+++ WORKING DATA +++
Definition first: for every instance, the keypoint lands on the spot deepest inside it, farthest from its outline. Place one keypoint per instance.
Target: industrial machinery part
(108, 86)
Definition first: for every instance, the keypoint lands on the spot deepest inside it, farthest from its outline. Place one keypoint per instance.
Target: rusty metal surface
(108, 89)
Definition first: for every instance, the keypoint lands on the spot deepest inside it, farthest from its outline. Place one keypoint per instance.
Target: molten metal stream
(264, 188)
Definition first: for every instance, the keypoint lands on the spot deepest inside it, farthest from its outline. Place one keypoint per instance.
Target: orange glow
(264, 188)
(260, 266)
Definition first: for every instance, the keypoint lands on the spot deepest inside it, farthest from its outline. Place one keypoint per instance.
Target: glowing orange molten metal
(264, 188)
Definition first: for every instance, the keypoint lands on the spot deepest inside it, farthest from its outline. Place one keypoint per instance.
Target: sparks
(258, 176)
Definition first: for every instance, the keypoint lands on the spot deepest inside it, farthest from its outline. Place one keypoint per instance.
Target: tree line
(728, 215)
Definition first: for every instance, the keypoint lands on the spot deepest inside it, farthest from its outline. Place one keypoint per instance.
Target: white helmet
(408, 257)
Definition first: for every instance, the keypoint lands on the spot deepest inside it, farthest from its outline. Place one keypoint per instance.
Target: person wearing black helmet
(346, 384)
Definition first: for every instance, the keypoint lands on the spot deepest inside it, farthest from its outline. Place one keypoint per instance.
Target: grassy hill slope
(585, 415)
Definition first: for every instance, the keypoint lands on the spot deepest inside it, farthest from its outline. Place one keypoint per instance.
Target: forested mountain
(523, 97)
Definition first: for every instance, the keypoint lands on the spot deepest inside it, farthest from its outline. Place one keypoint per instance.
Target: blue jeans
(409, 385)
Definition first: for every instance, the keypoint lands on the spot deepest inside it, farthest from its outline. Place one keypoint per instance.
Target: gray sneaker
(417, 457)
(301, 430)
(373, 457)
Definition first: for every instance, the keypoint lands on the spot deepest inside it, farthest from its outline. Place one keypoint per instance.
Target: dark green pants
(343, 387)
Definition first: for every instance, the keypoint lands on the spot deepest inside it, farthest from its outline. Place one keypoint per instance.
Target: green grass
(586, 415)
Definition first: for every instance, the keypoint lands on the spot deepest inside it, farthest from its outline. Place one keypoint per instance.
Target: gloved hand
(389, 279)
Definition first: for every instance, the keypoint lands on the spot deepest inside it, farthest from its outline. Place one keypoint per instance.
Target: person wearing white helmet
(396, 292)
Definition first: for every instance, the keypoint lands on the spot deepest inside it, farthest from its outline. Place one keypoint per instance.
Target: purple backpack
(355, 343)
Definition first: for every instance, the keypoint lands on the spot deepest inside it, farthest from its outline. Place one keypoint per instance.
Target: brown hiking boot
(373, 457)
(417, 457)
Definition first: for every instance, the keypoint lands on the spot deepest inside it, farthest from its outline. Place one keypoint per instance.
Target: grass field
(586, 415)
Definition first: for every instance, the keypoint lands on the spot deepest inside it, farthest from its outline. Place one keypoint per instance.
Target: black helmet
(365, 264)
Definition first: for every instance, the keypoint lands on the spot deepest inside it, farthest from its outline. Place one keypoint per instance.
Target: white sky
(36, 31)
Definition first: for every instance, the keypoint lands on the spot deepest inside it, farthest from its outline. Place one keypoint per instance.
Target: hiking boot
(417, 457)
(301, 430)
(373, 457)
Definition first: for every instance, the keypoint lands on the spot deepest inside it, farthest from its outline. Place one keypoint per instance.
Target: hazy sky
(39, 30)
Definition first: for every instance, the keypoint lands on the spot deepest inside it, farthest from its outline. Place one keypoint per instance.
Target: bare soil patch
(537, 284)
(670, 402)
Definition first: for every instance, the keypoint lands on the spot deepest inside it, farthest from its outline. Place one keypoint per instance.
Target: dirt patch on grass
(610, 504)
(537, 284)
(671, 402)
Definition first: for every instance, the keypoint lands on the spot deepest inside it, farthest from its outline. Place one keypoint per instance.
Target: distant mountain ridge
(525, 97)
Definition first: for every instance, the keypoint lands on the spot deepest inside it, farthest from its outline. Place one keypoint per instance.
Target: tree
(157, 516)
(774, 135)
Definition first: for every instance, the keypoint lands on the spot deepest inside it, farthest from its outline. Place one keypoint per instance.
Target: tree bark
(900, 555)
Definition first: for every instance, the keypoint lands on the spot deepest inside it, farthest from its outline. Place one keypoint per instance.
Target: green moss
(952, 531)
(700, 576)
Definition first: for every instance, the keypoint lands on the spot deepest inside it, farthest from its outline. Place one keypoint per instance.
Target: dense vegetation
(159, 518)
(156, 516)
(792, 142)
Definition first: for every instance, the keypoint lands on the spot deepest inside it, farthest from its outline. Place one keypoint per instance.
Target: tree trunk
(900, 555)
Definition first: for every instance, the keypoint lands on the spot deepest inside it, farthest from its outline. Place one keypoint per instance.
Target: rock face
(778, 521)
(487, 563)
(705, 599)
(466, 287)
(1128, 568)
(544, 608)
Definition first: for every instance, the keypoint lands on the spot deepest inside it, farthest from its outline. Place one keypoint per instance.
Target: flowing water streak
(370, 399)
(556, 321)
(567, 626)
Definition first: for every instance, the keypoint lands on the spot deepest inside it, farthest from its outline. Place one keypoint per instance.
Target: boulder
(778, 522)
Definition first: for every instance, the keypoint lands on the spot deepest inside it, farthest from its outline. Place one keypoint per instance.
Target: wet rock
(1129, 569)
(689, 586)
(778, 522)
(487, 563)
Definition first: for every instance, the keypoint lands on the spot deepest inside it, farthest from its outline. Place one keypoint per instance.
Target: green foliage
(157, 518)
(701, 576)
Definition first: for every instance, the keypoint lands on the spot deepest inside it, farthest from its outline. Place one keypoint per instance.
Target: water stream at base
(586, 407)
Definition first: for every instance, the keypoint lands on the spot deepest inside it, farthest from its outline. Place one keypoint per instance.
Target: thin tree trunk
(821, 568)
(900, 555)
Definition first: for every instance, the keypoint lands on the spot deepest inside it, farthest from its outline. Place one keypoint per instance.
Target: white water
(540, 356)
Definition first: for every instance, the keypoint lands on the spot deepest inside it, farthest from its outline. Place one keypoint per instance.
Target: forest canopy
+++
TASK REQUIREMENTS:
Repeat all the material exactly as it stands.

TASK RESULT:
Definition first: for every instance, the keypoint lands on the spot deepest inside it, farthest from its outline. Place one keypoint per instance.
Target: industrial machinery part
(108, 86)
Definition first: for every instance, the keypoint lands on the spot deepest inside it, farthest from its outline. Place one keypoint per instance.
Target: rusty metal surface
(108, 89)
Definition first: for every instance, the keypoint lands on the spot deepest inside it, farthest from its outline. Place one keypoint per instance.
Target: molten metal stream
(264, 188)
Definition first: for every instance, the keypoint lands on the spot deepest inside it, farthest from its outline. Place one keypoint per instance.
Target: orange glow
(264, 188)
(260, 266)
Definition first: for every instance, the keypoint lands on the spot deepest inside it, farthest from its outline. Place one keypoint per instance.
Target: glowing orange molten metal
(264, 188)
Definition first: for every instance, the keypoint lands on the spot deepest inside it, farthest from its outline. Place one keypoint per instance.
Target: sparks
(258, 176)
Definition first: for every instance, the keypoint lands on the spot deepest inside it, farthest from its outline. Place one keypoint per instance.
Target: tree line
(728, 215)
Definition first: for every instance, the keypoint lands on the spot deepest inside it, farthest from its outline. Place one keypoint per instance.
Target: white helmet
(408, 257)
Definition first: for every instance, the keypoint lands on the spot deepest inside it, farthest from its outline. Place one keypoint per instance.
Target: person wearing black helmet
(346, 384)
Definition first: for every instance, the keypoint lands on the spot deepest inside it, farthest from its outline. Place one keypoint per instance.
Target: grassy hill slope
(585, 415)
Definition first: for every instance, the keypoint lands on the spot deepest inside it, farthest from its outline. Place one keypoint per instance.
Target: forested mountain
(523, 97)
Definition first: for every instance, the keypoint lands on the spot deepest inside it, farthest from its outline. Place one keypoint per instance.
Target: blue jeans
(409, 385)
Definition first: for every instance, the keypoint lands on the spot deepest inside it, farthest from its outline. Place one keypoint per instance.
Target: gray sneaker
(417, 457)
(301, 430)
(373, 457)
Definition first: for every instance, the keypoint lands on the spot deepest inside it, farthest from its outline. Place one keypoint per instance.
Target: dark green pants
(343, 387)
Definition first: for every instance, the keypoint lands on the spot deepest inside it, farthest from its outline. Place one keypoint per instance.
Target: green grass
(586, 415)
Definition first: for every instance, the keypoint lands on the spot deepest inside it, farthest from its outline. Place one keypoint per instance.
Target: gloved hand
(389, 279)
Definition first: for every instance, the keypoint lands on the spot deepest inside it, farthest from its outline. Place one keypoint per instance.
Target: person wearing white helmet
(396, 292)
Definition first: for every instance, the keypoint lands on the spot deepest inside it, farthest from its outline. Place one keypoint per instance.
Target: purple backpack
(355, 343)
Definition first: for every instance, the keypoint lands on the spot deepest inside it, farthest from its outline. Place one keypoint per instance.
Target: brown hiking boot
(373, 457)
(417, 457)
Definition first: for every instance, the keypoint lands on the spot deepest inside it, farthest from its outline. Place one keypoint per instance.
Target: grass field
(586, 415)
Definition first: for every instance, the keypoint lands on the spot deepest inside it, farthest from its outline. Place one keypoint per instance.
Target: black helmet
(365, 264)
Definition first: for every instance, the keypoint lands on the spot deepest inside it, farthest from its outline. Place one keypoint per instance.
Target: white sky
(36, 31)
Definition first: for every instance, the keypoint lands on the spot deepest inside it, farthest from its outline. Place one keypoint per instance.
Target: hiking boot
(417, 457)
(301, 430)
(373, 457)
Definition first: for every instance, the keypoint lands on the spot deepest inside it, farthest from its outline. Place one keypoint per instance.
Target: hazy sky
(39, 30)
Definition first: for every instance, the keypoint lands on the spot deepest inside it, farthest from its outline. Place one keypoint per instance.
Target: bare soil patch
(537, 284)
(670, 402)
Definition first: for every instance, the keypoint lands on the spot deepest inside it, farthest from its outline. Place one keypoint per instance.
Target: dirt patch on grass
(610, 504)
(537, 284)
(671, 402)
Definition first: for every instance, the keypoint lands on the spot deepest inside it, farthest from its outline. Place one keypoint per instance.
Target: distant mountain ridge
(525, 97)
Definition first: for every instance, the keypoint lands on the spot deepest inside it, farthest from its outline. Place one keypoint per instance.
Target: tree
(157, 516)
(774, 135)
Definition first: for every instance, the keypoint lands on the spot deepest inside it, farthest from its outline. Place one keypoint per instance.
Target: tree bark
(900, 555)
Definition first: for every instance, the keypoint lands on the spot deepest inside it, farthest from its outline. Place one keypoint per instance.
Target: green moss
(952, 531)
(700, 576)
Definition first: for every instance, the keypoint lands on the spot deepest inside it, farthest from its outline. Place one keypoint per instance.
Target: dense vegetation
(159, 518)
(156, 516)
(792, 142)
Definition first: for every instance, the keypoint lands on the spot deepest inside it, farthest from its outline. Place one keypoint per instance.
Target: tree trunk
(900, 555)
Definition first: for every instance, the keypoint lands on the spot deepest inside it, farthest from its outline. Place one keypoint per instance.
Target: rock face
(778, 521)
(487, 563)
(705, 599)
(466, 287)
(1128, 568)
(544, 608)
Definition first: for every instance, the keypoint lands on the spot deepest inside it, farthest from its outline. Place one keypoint per instance.
Target: flowing water streak
(370, 399)
(556, 321)
(567, 626)
Definition first: for every instance, the keypoint lands on the spot deepest inside it, farthest from its outline. Place one keypoint per instance.
Target: boulder
(778, 522)
Definition first: for every instance, the keypoint lands on the spot deepest inside it, farthest from its outline. Place one keypoint per instance.
Target: wet rock
(1129, 569)
(689, 586)
(778, 522)
(487, 563)
Definition first: for every instance, the keypoint lands on the spot deepest inside it, farthest from its outline. Place one keypoint per instance.
Target: green foliage
(157, 518)
(701, 576)
Definition first: for every instance, the keypoint lands on the spot deepest inside it, farthest from its outline. Place one keypoint per instance.
Target: water stream at base
(586, 407)
Definition first: for every instance, the keypoint lands on the spot deepest inside it, farthest from its outline. Place one keypoint per instance.
Target: thin tree trunk
(821, 568)
(900, 555)
Definition first: for every instance, the keypoint lands on the spot deepest inside it, farthest from its outline. Place one keypoint per instance.
Target: white water
(540, 356)
Definition first: for every instance, the keypoint lands on the spot deepest inside it, farthest from its outline. Place one keypoint per instance.
Target: forest canopy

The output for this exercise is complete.